* **Assignment 1**: List the assumed identities that Krug names in the passage about her, in the order she gives them.
* **Assignment 2**: Continue the passage about Krug from the point where it stops.

* **Source extract**:
____
The self-proclaimed “historian of politics, ideas, and cultural practices in Africa and the African Diaspora” goes on to detail a lengthy trail of public deception.

“To an escalating degree over my adult life, I have eschewed my lived experience as a white Jewish child in suburban Kansas City under various assumed identities within a Blackness that I had no right to claim: first North African Blackness, then US rooted Blackness, then Caribbean rooted Bronx Blackness,” she says. “I have built my life on a violent anti-Black lie, and I have lied in every breath I have taken.”

Krug has a Ph.D. and is the author of the book “Fugitive Modernities: Kisama and the Politics of Freedom,” which “interrogates the political practices and discourses through which those who fled from slavery and the violence of the slave trade in Angola forged coherent political communities outside of, and in opposition to, state politics,” according to her GW faculty profile.

She has not lived a double life, she claims, as she has no other life beyond the lie she has been living.

“There is no parallel form of my adulthood connected to white people or a white community or an alternative white identity. I have lived this lie, fully, completely, with no exit plan or strategy,” Krug writes. “I have no identity outside of this. I have never developed one.”

While she blames childhood trauma for planting the seeds of race appropriation, she at no point asks for forgiveness or attempts to justify her choices — but instead eviscerates her decisions and admits she has no idea how to move forward.
____
* **Extracted data entries**:
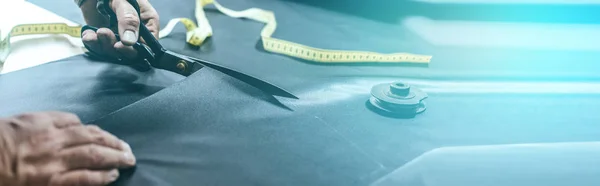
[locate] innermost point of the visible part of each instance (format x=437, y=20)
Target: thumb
x=128, y=21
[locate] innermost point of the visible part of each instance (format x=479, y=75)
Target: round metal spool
x=397, y=99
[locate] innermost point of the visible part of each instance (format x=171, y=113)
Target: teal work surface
x=506, y=105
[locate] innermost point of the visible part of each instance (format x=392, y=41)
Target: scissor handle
x=146, y=53
x=140, y=63
x=103, y=7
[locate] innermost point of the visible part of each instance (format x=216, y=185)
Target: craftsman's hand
x=54, y=148
x=104, y=41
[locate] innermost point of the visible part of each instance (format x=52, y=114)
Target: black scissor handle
x=140, y=63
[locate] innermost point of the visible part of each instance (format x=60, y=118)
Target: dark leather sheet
x=210, y=129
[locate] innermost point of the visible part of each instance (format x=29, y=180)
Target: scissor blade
x=261, y=84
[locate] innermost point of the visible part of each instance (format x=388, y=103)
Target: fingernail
x=125, y=146
x=129, y=36
x=113, y=175
x=129, y=158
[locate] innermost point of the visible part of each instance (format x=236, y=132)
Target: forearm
x=7, y=154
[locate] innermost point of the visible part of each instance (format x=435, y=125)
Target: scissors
x=153, y=54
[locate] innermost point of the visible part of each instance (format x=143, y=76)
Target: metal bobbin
x=397, y=100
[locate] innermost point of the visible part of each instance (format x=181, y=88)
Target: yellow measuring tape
x=197, y=33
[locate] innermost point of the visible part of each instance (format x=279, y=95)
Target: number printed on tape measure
x=49, y=28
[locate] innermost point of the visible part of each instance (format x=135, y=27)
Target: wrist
x=7, y=154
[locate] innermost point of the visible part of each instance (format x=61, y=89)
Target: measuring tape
x=197, y=33
x=288, y=48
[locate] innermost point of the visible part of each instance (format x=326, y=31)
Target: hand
x=54, y=148
x=103, y=41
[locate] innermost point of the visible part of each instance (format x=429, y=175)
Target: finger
x=96, y=157
x=107, y=39
x=90, y=134
x=90, y=39
x=65, y=119
x=85, y=178
x=128, y=21
x=127, y=51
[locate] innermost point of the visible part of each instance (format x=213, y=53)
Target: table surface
x=507, y=102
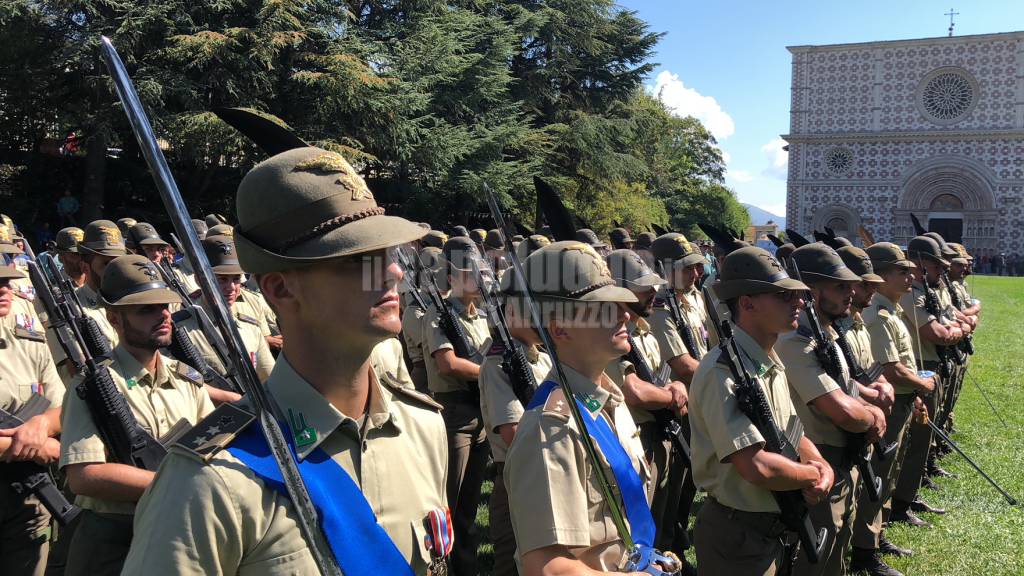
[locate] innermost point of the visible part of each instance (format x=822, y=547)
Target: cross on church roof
x=951, y=13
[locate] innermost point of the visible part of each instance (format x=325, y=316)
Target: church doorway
x=946, y=217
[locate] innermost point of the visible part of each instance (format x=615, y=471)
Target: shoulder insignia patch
x=29, y=334
x=188, y=373
x=215, y=432
x=557, y=405
x=412, y=394
x=247, y=319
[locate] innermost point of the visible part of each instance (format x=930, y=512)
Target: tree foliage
x=429, y=98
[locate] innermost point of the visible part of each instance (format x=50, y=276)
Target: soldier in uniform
x=224, y=262
x=867, y=537
x=560, y=519
x=307, y=225
x=160, y=393
x=737, y=530
x=683, y=343
x=621, y=239
x=829, y=406
x=26, y=369
x=100, y=244
x=453, y=381
x=892, y=345
x=413, y=316
x=929, y=332
x=67, y=248
x=641, y=396
x=501, y=410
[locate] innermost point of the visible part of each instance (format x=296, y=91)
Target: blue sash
x=359, y=544
x=630, y=485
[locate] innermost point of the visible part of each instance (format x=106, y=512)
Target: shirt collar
x=763, y=362
x=310, y=417
x=884, y=302
x=594, y=397
x=135, y=373
x=461, y=309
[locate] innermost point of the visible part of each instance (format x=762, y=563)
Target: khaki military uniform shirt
x=499, y=405
x=808, y=381
x=663, y=325
x=218, y=518
x=477, y=333
x=94, y=309
x=250, y=307
x=412, y=331
x=389, y=364
x=891, y=340
x=649, y=348
x=858, y=339
x=554, y=497
x=915, y=316
x=719, y=428
x=157, y=401
x=27, y=368
x=256, y=347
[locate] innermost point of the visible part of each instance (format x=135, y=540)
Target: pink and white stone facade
x=932, y=126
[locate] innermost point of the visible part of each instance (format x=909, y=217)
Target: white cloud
x=778, y=159
x=687, y=101
x=739, y=175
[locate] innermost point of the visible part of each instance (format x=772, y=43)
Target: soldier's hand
x=27, y=441
x=878, y=429
x=680, y=399
x=886, y=398
x=819, y=490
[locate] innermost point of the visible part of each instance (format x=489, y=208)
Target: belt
x=469, y=397
x=767, y=524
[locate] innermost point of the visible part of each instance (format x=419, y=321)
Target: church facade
x=933, y=127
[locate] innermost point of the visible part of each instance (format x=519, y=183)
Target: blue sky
x=725, y=62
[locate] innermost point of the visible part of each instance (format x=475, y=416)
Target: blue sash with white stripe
x=359, y=544
x=630, y=485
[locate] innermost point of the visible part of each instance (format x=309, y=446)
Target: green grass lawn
x=981, y=534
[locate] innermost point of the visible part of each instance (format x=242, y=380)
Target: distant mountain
x=761, y=216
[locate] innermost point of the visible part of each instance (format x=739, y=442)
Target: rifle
x=30, y=478
x=827, y=354
x=642, y=559
x=268, y=416
x=448, y=320
x=948, y=356
x=666, y=420
x=182, y=347
x=967, y=344
x=754, y=404
x=58, y=318
x=514, y=362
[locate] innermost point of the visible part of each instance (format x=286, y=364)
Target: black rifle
x=948, y=356
x=446, y=318
x=58, y=318
x=30, y=478
x=666, y=420
x=685, y=332
x=754, y=404
x=514, y=362
x=967, y=344
x=827, y=354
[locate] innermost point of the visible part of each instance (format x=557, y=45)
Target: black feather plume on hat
x=265, y=133
x=796, y=238
x=918, y=229
x=557, y=215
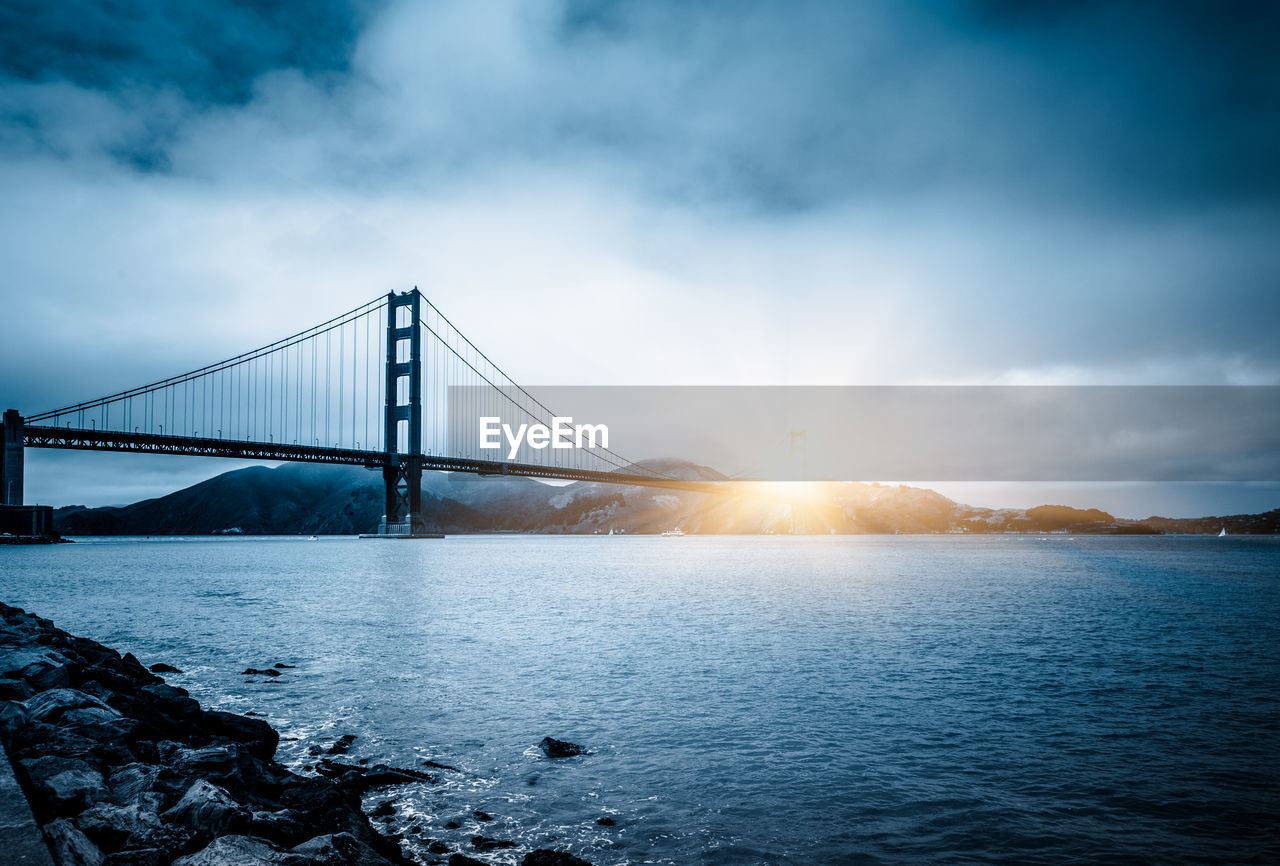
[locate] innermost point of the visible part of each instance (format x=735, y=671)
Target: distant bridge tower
x=799, y=445
x=402, y=473
x=10, y=459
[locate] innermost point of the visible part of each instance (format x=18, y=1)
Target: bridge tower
x=402, y=475
x=12, y=458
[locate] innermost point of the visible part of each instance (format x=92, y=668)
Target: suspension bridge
x=391, y=385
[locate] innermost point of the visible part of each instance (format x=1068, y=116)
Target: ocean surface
x=744, y=700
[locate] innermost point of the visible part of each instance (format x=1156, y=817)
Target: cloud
x=640, y=193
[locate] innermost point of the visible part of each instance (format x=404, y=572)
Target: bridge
x=391, y=385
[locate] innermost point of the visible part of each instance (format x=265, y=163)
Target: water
x=745, y=700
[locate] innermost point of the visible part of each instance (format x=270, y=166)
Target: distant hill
x=302, y=499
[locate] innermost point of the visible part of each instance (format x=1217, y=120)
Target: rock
x=69, y=846
x=339, y=850
x=553, y=747
x=257, y=736
x=485, y=843
x=548, y=857
x=14, y=690
x=462, y=860
x=131, y=782
x=133, y=669
x=137, y=825
x=64, y=786
x=208, y=811
x=137, y=857
x=342, y=746
x=40, y=740
x=40, y=668
x=360, y=779
x=13, y=718
x=50, y=705
x=170, y=699
x=219, y=763
x=242, y=851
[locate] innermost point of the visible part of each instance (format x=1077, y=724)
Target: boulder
x=63, y=786
x=170, y=699
x=485, y=843
x=548, y=857
x=462, y=860
x=257, y=736
x=53, y=704
x=553, y=747
x=69, y=846
x=138, y=857
x=131, y=826
x=242, y=851
x=14, y=690
x=208, y=811
x=339, y=850
x=342, y=746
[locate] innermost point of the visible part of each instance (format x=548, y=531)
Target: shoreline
x=119, y=768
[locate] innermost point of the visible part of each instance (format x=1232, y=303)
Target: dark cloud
x=785, y=106
x=210, y=51
x=786, y=192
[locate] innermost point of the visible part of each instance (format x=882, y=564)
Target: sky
x=641, y=193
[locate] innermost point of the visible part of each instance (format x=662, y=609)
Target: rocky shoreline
x=122, y=769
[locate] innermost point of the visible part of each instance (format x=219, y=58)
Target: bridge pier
x=12, y=458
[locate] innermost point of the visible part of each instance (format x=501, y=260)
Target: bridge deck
x=142, y=443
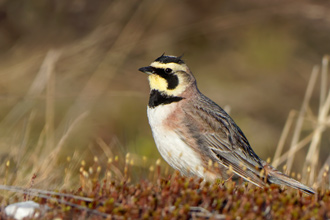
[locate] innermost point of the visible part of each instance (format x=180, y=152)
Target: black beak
x=147, y=70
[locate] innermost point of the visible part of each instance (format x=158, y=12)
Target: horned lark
x=192, y=132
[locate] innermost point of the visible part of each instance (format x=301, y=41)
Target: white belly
x=174, y=151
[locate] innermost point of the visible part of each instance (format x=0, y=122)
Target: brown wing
x=222, y=139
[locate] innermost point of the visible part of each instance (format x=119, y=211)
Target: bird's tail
x=276, y=177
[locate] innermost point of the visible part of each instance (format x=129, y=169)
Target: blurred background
x=70, y=89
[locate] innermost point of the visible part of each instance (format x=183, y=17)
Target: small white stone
x=22, y=210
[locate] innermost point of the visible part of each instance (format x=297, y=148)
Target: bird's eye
x=168, y=70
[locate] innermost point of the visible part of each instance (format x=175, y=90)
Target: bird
x=196, y=136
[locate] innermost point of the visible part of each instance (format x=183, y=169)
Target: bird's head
x=168, y=75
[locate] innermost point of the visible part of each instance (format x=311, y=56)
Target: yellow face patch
x=157, y=82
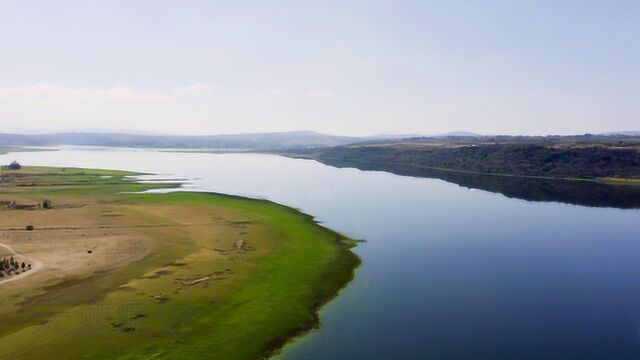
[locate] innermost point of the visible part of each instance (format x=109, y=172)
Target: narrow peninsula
x=113, y=272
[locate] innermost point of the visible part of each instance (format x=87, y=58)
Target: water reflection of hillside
x=584, y=193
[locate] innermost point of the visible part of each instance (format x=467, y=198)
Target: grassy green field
x=204, y=276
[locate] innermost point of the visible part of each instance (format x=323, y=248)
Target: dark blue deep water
x=448, y=272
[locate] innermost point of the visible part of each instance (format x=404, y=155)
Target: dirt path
x=35, y=265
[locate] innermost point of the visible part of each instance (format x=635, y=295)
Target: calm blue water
x=448, y=272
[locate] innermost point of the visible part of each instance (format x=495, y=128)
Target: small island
x=105, y=270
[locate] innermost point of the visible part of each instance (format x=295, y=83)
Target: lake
x=449, y=272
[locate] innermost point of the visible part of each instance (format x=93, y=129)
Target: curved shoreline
x=293, y=266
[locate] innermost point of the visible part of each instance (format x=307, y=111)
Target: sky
x=341, y=67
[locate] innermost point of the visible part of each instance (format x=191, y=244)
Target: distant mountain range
x=275, y=141
x=255, y=141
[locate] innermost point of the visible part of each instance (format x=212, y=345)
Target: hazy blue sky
x=346, y=67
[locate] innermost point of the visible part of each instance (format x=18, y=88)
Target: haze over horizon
x=357, y=69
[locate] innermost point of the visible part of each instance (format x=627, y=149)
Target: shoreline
x=341, y=268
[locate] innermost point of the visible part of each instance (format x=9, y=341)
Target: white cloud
x=194, y=88
x=274, y=92
x=320, y=93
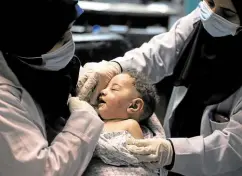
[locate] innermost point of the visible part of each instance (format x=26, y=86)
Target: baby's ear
x=136, y=106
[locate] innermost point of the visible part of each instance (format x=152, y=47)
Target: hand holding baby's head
x=129, y=95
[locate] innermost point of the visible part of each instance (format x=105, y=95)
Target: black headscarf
x=32, y=27
x=210, y=67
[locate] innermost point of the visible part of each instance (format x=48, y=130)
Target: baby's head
x=129, y=95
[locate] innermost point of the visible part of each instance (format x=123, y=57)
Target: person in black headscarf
x=202, y=53
x=38, y=72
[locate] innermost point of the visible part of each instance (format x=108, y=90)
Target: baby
x=127, y=100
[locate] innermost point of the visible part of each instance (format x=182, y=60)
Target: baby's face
x=117, y=97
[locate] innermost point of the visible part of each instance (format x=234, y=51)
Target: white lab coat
x=24, y=149
x=218, y=151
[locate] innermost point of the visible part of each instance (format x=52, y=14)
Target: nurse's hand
x=75, y=104
x=95, y=78
x=151, y=150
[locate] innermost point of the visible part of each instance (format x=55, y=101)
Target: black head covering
x=32, y=27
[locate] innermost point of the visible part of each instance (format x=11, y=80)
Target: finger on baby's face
x=137, y=142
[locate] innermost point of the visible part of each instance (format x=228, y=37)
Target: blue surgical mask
x=214, y=24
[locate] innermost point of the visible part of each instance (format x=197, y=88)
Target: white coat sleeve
x=216, y=154
x=25, y=151
x=158, y=57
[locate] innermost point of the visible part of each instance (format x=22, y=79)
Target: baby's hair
x=146, y=90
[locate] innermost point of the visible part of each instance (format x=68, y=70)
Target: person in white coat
x=202, y=53
x=37, y=74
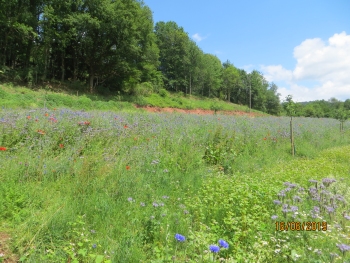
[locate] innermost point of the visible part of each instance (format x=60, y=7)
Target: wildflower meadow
____
* **Task answer 1**: North African Blackness, US rooted Blackness, Caribbean rooted Bronx Blackness

* **Task answer 2**:
“Mental health issues likely explain why I assumed a false identity initially, as a youth, and why I continued and developed it for so long,” she writes. “When I was a teenager fleeing trauma, I could just run away to a new place and become a new person. But this isn’t trauma that anyone imposed on me, this is harm that I have enacted onto so many others. There is nowhere to run. I have ended the life I had no right to live in the first place.”

She has previously considered coming forward, but never found the strength.

“I am a coward,” she writes, and then repeats it. “You should absolutely cancel me, and I absolutely cancel myself.”

However, she doesn’t explain why she decided to finally tell the truth. A former friend of Krug’s and another professor charged that Krug only came forward because she had been found out and had started being confronted by others in her field.

Krug admits she doesn’t know where she can go from here.

“I don’t know how to fix this,” she goes on. “I don’t know what to build from here. I don’t know that it is possible to repair a single relationship I have with another person, living or dead, and I don’t believe I deserve the grace or kindness to do so.”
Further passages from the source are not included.